[Soal Tugas 1] Terjemahkan kalimat "Berikutnya, beliau mencoba menundukkan badan dengan mengurangi makan." dari bagian dokumen ke dalam bahasa Inggris.
[Soal Tugas 2] Tolong kutip bagian dokumen dari "209. Tetapi Pangeran" sampai "untuk menghentikan batin." tanpa mengubah satu kata pun.

:: Bagian Dokumen

209. Tetapi Pangeran Siddhattha tidak berkeinginan menjadi guru, pemimpin dalam kelompok ini; beliau ingin mencapai kebebasan batin sempurna. Dengan penuh rasa terima kasih pada Alara Kalama, namun karena yakin bahwa Alara Kalama tidak dapat mengajarnya lebih jauh, Pangeran lalu berpamit-diri untuk mencari guru lain lagi. Dia menemui Uddaka Ramaputta, seorang guru termahsyur lainnya kala itu, dan mulai belajar dibawah bimbingannya. Uddaka Ramaputta mengajarnya cara pencapaian tingkat meditasi yang disebutnya ‘Tingkat yang Bukan-Pencerapan, bukan pula Bukan-Pencerapan’, tapi juga Uddaka Ramaputta tidak dapat mengajarnya sesuatu yang lebih tinggi, beliau pun meninggalkannya lagi. Sesudah itu, beliau memutuskan untuk mencoba metoda ‘pemusnahan diri’ demi menghapus seluruh nafsu dan memurnikan batin. Pertama Beliau mencoba sekuat mungkin untuk menghentikan batin.
Lalu, saya berpikir: “Dengan mengatupkan gigi dan menekan lidah kelangit-langit, mengapa saya tidak dapat menundukkan, menahan dan mengendalikan batin saya?” Saya lalu melakukannya, begitu melakukannya, keringat bercucuran dari bawah bahuku bagaikan seorang kuat memukul seorang yang lebih lemah pada kepala dan bahunya serta menundukkan, menahan dan mengendalikannya.11
Berikutnya, beliau mencoba cara meditasi menahan napas:
Lalu saya berpikir: “Mengapa saya tidak mencoba cara meditasi penghentian-napas?” Jadi, saya mencoba berhenti napas, melalui hidung maupun mulut, begitu saya lakukan, timbul suara yang keras mendengung, bagaikan desis puputan pandai besi melewati telingaku.12
Berikutnya, beliau mencoba menundukkan badan dengan mengurangi makan.

::::
:: Data Entri

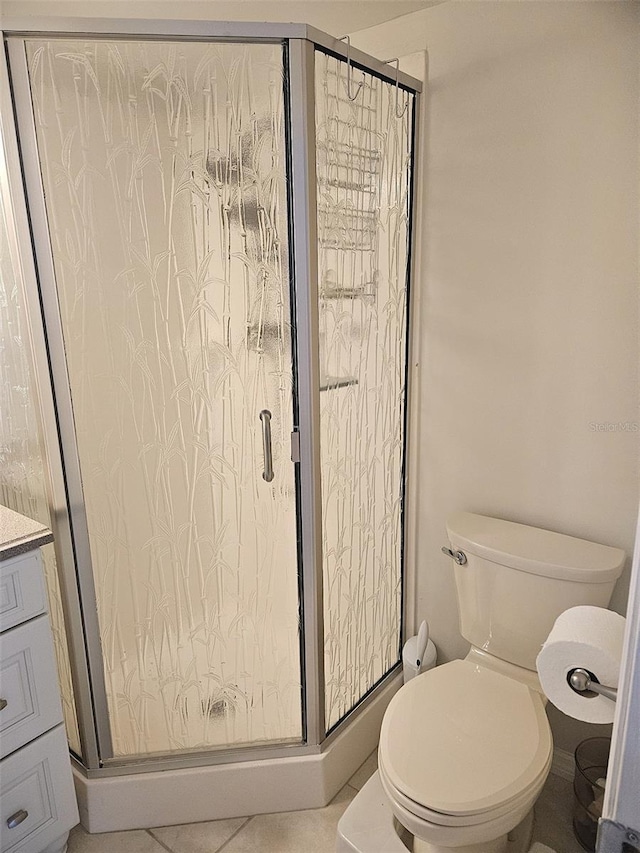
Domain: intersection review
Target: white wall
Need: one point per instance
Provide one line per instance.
(529, 288)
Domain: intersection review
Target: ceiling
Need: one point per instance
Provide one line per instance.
(334, 16)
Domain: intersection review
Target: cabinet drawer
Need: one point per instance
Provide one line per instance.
(22, 593)
(29, 695)
(37, 799)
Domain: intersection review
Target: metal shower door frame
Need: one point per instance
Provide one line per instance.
(66, 495)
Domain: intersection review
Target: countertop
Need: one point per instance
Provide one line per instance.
(19, 534)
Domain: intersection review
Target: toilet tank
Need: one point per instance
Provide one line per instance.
(518, 579)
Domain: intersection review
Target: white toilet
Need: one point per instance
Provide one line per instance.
(465, 748)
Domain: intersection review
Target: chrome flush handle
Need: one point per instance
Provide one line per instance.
(459, 556)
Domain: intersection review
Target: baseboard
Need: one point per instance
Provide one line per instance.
(563, 764)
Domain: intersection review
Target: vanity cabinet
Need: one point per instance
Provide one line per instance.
(37, 798)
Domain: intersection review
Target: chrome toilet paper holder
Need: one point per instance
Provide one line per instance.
(584, 682)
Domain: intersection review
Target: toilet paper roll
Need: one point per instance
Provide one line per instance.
(586, 637)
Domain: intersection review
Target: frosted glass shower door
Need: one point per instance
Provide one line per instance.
(364, 130)
(164, 171)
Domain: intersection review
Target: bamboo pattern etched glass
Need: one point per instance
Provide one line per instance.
(23, 485)
(363, 143)
(164, 173)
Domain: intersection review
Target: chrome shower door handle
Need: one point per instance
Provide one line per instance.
(265, 417)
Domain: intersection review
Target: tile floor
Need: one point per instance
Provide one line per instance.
(312, 831)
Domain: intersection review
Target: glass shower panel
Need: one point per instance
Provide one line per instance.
(364, 128)
(23, 485)
(163, 166)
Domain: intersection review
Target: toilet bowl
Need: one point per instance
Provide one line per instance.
(464, 752)
(465, 748)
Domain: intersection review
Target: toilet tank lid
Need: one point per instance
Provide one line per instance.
(534, 550)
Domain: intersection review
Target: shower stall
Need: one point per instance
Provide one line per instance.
(206, 252)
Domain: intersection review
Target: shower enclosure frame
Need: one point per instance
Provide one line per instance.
(65, 485)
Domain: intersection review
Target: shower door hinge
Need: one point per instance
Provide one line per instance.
(295, 446)
(616, 838)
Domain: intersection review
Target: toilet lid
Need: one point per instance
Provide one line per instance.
(461, 739)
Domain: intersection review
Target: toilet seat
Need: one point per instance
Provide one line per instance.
(462, 745)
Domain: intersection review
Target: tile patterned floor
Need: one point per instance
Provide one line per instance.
(311, 831)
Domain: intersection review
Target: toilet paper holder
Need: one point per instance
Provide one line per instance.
(582, 681)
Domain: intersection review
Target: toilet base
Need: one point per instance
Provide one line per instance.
(369, 826)
(517, 841)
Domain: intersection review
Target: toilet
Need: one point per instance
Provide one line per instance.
(466, 748)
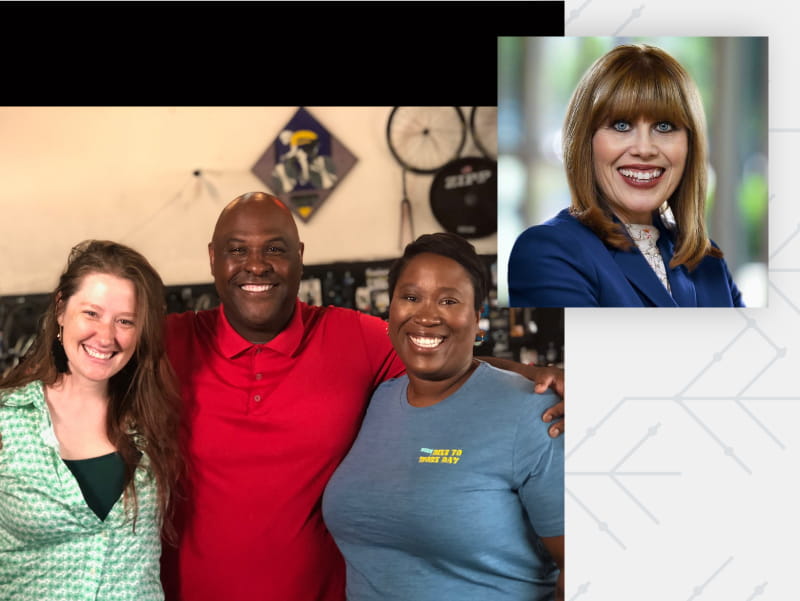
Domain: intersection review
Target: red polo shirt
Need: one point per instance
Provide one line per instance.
(268, 424)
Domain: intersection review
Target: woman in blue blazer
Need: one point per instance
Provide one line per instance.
(635, 155)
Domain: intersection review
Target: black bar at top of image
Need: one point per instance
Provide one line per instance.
(269, 53)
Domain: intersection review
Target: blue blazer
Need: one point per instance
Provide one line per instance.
(562, 263)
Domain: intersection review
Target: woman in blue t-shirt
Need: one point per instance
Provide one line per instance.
(451, 490)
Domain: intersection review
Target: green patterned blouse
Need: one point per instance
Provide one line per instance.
(52, 545)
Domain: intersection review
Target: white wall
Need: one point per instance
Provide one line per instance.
(126, 174)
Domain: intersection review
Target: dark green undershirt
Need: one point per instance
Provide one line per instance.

::::

[Jawaban Lengkap 1] Next, he tried to subdue his body by reducing his eating.

[Jawaban Lengkap 2]
209. Tetapi Pangeran Siddhattha tidak berkeinginan menjadi guru, pemimpin dalam kelompok ini; beliau ingin mencapai kebebasan batin sempurna. Dengan penuh rasa terima kasih pada Alara Kalama, namun karena yakin bahwa Alara Kalama tidak dapat mengajarnya lebih jauh, Pangeran lalu berpamit-diri untuk mencari guru lain lagi. Dia menemui Uddaka Ramaputta, seorang guru termahsyur lainnya kala itu, dan mulai belajar dibawah bimbingannya. Uddaka Ramaputta mengajarnya cara pencapaian tingkat meditasi yang disebutnya ‘Tingkat yang Bukan-Pencerapan, bukan pula Bukan-Pencerapan’, tapi juga Uddaka Ramaputta tidak dapat mengajarnya sesuatu yang lebih tinggi, beliau pun meninggalkannya lagi. Sesudah itu, beliau memutuskan untuk mencoba metoda ‘pemusnahan diri’ demi menghapus seluruh nafsu dan memurnikan batin. Pertama Beliau mencoba sekuat mungkin untuk menghentikan batin.